**Exercise prompt:**
From the first line to the last, repeat the data exactly and drop the pictures.

Stored items:
┌──

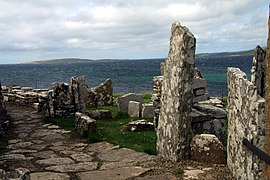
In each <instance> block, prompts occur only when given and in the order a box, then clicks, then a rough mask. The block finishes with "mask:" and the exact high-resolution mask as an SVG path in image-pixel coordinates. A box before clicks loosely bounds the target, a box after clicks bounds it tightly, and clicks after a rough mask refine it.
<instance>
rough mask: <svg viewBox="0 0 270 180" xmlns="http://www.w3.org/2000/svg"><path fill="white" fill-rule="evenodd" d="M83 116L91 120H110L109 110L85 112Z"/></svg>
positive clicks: (89, 111) (99, 110)
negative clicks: (84, 116)
mask: <svg viewBox="0 0 270 180" xmlns="http://www.w3.org/2000/svg"><path fill="white" fill-rule="evenodd" d="M85 114H86V115H88V116H89V117H91V118H93V119H112V112H111V111H110V110H92V111H87V112H85Z"/></svg>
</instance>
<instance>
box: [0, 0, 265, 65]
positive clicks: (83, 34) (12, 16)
mask: <svg viewBox="0 0 270 180" xmlns="http://www.w3.org/2000/svg"><path fill="white" fill-rule="evenodd" d="M268 3H269V2H268V0H256V1H254V0H215V1H213V0H1V1H0V63H20V62H24V61H32V60H42V59H43V60H45V59H55V58H64V57H77V58H89V59H102V58H129V59H133V58H160V57H166V56H167V54H168V47H169V37H170V28H171V24H172V23H173V22H174V21H175V20H178V21H180V23H181V24H182V25H184V26H187V27H188V28H189V29H190V31H191V32H192V33H193V34H194V35H195V37H196V38H197V45H196V46H197V47H196V53H202V52H221V51H237V50H245V49H252V48H254V47H255V46H256V45H262V46H265V45H266V40H267V20H268Z"/></svg>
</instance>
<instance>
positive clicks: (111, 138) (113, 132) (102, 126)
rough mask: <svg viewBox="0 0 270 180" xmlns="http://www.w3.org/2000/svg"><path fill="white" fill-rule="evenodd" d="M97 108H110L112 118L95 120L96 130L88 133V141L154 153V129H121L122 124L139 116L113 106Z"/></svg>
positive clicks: (155, 142) (105, 108)
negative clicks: (121, 109)
mask: <svg viewBox="0 0 270 180" xmlns="http://www.w3.org/2000/svg"><path fill="white" fill-rule="evenodd" d="M98 109H109V110H111V111H112V112H113V118H112V119H105V120H97V131H96V132H95V133H89V135H88V142H89V143H95V142H100V141H106V142H109V143H112V144H115V145H119V146H120V147H125V148H130V149H133V150H135V151H139V152H145V153H148V154H152V155H155V154H156V132H155V130H148V131H141V132H125V131H122V128H123V125H125V124H127V123H128V122H130V121H133V120H138V119H139V118H131V117H129V116H128V115H127V114H126V113H120V112H117V107H113V106H105V107H98Z"/></svg>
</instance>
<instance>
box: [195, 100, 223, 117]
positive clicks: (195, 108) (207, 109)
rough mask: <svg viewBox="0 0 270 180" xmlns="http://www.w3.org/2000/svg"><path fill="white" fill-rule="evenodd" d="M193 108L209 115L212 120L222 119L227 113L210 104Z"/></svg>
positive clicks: (197, 106)
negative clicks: (211, 116) (216, 119)
mask: <svg viewBox="0 0 270 180" xmlns="http://www.w3.org/2000/svg"><path fill="white" fill-rule="evenodd" d="M193 107H194V108H195V109H197V110H199V111H201V112H203V113H206V114H211V115H212V117H213V118H216V119H224V118H226V117H227V112H226V111H225V110H224V109H222V108H219V107H216V106H213V105H211V104H194V105H193Z"/></svg>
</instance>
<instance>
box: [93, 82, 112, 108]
mask: <svg viewBox="0 0 270 180" xmlns="http://www.w3.org/2000/svg"><path fill="white" fill-rule="evenodd" d="M92 90H93V91H94V92H95V93H96V98H97V99H96V102H97V105H98V106H112V105H113V85H112V80H111V79H107V80H106V81H105V82H104V83H101V84H100V85H98V86H97V87H94V88H92Z"/></svg>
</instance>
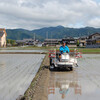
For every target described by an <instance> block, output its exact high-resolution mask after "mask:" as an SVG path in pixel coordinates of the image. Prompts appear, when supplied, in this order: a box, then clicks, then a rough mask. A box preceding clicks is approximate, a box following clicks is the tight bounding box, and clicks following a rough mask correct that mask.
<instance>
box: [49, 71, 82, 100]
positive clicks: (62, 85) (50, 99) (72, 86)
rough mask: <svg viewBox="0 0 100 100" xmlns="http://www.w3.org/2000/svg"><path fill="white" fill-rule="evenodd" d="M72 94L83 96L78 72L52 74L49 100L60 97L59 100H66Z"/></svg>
mask: <svg viewBox="0 0 100 100" xmlns="http://www.w3.org/2000/svg"><path fill="white" fill-rule="evenodd" d="M71 92H73V93H74V94H75V95H81V94H82V90H81V84H80V82H79V81H78V74H77V72H75V71H73V72H50V79H49V85H48V99H49V100H51V98H52V100H54V98H55V97H56V98H57V97H59V96H60V97H59V100H60V99H61V100H62V99H65V98H67V95H69V93H71ZM54 96H55V97H54Z"/></svg>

└──

**Result of this task:**
In each <instance> block, prompts occur only when given and in the order a box, then clicks, then a rough mask. The block finishes with "mask:" and the exact high-resolution mask as an SVG path in image-pixel coordinates. A box before clicks loosely bounds the target, a box after clicks bounds it tightly, and clicks after a rough mask refine it.
<instance>
rough mask: <svg viewBox="0 0 270 180" xmlns="http://www.w3.org/2000/svg"><path fill="white" fill-rule="evenodd" d="M83 116L91 120H110L109 110L85 112Z"/></svg>
positive clicks: (89, 111) (99, 110)
negative clicks: (84, 116)
mask: <svg viewBox="0 0 270 180" xmlns="http://www.w3.org/2000/svg"><path fill="white" fill-rule="evenodd" d="M85 114H86V115H88V116H89V117H91V118H93V119H112V112H111V111H110V110H92V111H87V112H85Z"/></svg>
</instance>
<instance>
box: [0, 0, 265, 65]
positive clicks: (83, 34) (12, 16)
mask: <svg viewBox="0 0 270 180" xmlns="http://www.w3.org/2000/svg"><path fill="white" fill-rule="evenodd" d="M268 3H269V2H268V0H256V1H254V0H215V1H213V0H1V1H0V63H20V62H24V61H32V60H42V59H43V60H45V59H55V58H64V57H77V58H89V59H102V58H129V59H133V58H160V57H166V56H167V54H168V47H169V37H170V28H171V24H172V23H173V22H174V21H175V20H178V21H180V23H181V24H182V25H184V26H187V27H188V28H189V29H190V31H191V32H192V33H193V34H194V35H195V37H196V38H197V45H196V46H197V47H196V53H202V52H221V51H237V50H245V49H252V48H254V47H255V46H256V45H262V46H265V45H266V40H267V20H268Z"/></svg>
</instance>
<instance>
positive clicks: (111, 138) (113, 132) (102, 126)
rough mask: <svg viewBox="0 0 270 180" xmlns="http://www.w3.org/2000/svg"><path fill="white" fill-rule="evenodd" d="M97 108H110L112 118L95 120L96 130L88 133V141L154 153V129H121L122 124L139 116L113 106Z"/></svg>
positive clicks: (155, 142) (105, 108)
negative clicks: (121, 109)
mask: <svg viewBox="0 0 270 180" xmlns="http://www.w3.org/2000/svg"><path fill="white" fill-rule="evenodd" d="M98 109H109V110H111V111H112V112H113V118H112V119H105V120H97V131H96V132H95V133H89V135H88V142H89V143H95V142H100V141H106V142H109V143H112V144H115V145H119V146H120V147H125V148H130V149H133V150H135V151H139V152H145V153H148V154H152V155H155V154H156V132H155V130H148V131H141V132H125V131H122V128H123V125H125V124H127V123H128V122H130V121H133V120H138V119H139V118H131V117H129V116H128V115H127V114H126V113H120V112H117V107H113V106H105V107H98Z"/></svg>
</instance>
<instance>
box: [195, 100, 223, 117]
positive clicks: (195, 108) (207, 109)
rough mask: <svg viewBox="0 0 270 180" xmlns="http://www.w3.org/2000/svg"><path fill="white" fill-rule="evenodd" d="M193 108L209 115L212 120L222 119L227 113L210 104Z"/></svg>
positive clicks: (197, 106)
negative clicks: (211, 116) (216, 119)
mask: <svg viewBox="0 0 270 180" xmlns="http://www.w3.org/2000/svg"><path fill="white" fill-rule="evenodd" d="M193 107H194V108H195V109H197V110H199V111H201V112H203V113H206V114H211V115H212V117H213V118H216V119H224V118H226V117H227V112H226V111H225V110H224V109H222V108H219V107H216V106H213V105H211V104H194V105H193Z"/></svg>
</instance>
<instance>
box: [93, 82, 112, 108]
mask: <svg viewBox="0 0 270 180" xmlns="http://www.w3.org/2000/svg"><path fill="white" fill-rule="evenodd" d="M92 90H93V91H94V92H95V93H96V98H97V99H96V102H97V105H98V106H112V105H113V85H112V80H111V79H107V80H106V81H105V82H104V83H101V84H100V85H98V86H97V87H94V88H92Z"/></svg>
</instance>
For every target described by an <instance> block, output its exact high-resolution mask after "mask:" as an SVG path in pixel coordinates of the image. Prompts appear, when supplied, in this order: a box, then clicks, then a rough mask. A box preceding clicks is approximate, a box following clicks is the tight bounding box, and clicks following a rough mask correct that mask.
<instance>
box: [49, 71, 82, 100]
positive clicks: (62, 85) (50, 99) (72, 86)
rough mask: <svg viewBox="0 0 100 100" xmlns="http://www.w3.org/2000/svg"><path fill="white" fill-rule="evenodd" d="M72 94L83 96L78 72L52 74L49 100L60 97L59 100H66Z"/></svg>
mask: <svg viewBox="0 0 100 100" xmlns="http://www.w3.org/2000/svg"><path fill="white" fill-rule="evenodd" d="M71 92H73V93H74V94H75V95H81V94H82V90H81V84H80V82H79V81H78V74H77V72H75V71H73V72H50V79H49V85H48V99H49V100H51V98H52V100H54V98H55V97H56V98H57V97H59V96H60V97H59V100H60V99H61V100H62V99H65V98H67V95H69V93H71ZM54 96H55V97H54Z"/></svg>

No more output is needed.